◆ WHAT IS NEEDED ◆
Repeat the entries exactly as they are written.
+===+
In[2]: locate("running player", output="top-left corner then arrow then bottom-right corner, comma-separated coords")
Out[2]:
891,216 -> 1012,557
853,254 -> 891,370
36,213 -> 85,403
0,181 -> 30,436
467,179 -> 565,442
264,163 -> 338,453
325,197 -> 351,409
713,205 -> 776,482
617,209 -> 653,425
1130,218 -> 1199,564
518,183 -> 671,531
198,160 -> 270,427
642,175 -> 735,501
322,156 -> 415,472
+===+
◆ PROBLEM SOLUTION ◆
In[2]: locate("running player", output="top-left corner then arrow then bottom-right corner, comma-separated coords")
Out[2]:
891,216 -> 1012,557
853,254 -> 891,370
36,213 -> 85,403
0,181 -> 30,436
467,179 -> 565,442
264,163 -> 338,453
325,197 -> 351,409
713,205 -> 776,482
617,209 -> 653,425
1130,218 -> 1199,564
518,183 -> 671,531
198,160 -> 270,427
642,175 -> 735,501
322,156 -> 415,472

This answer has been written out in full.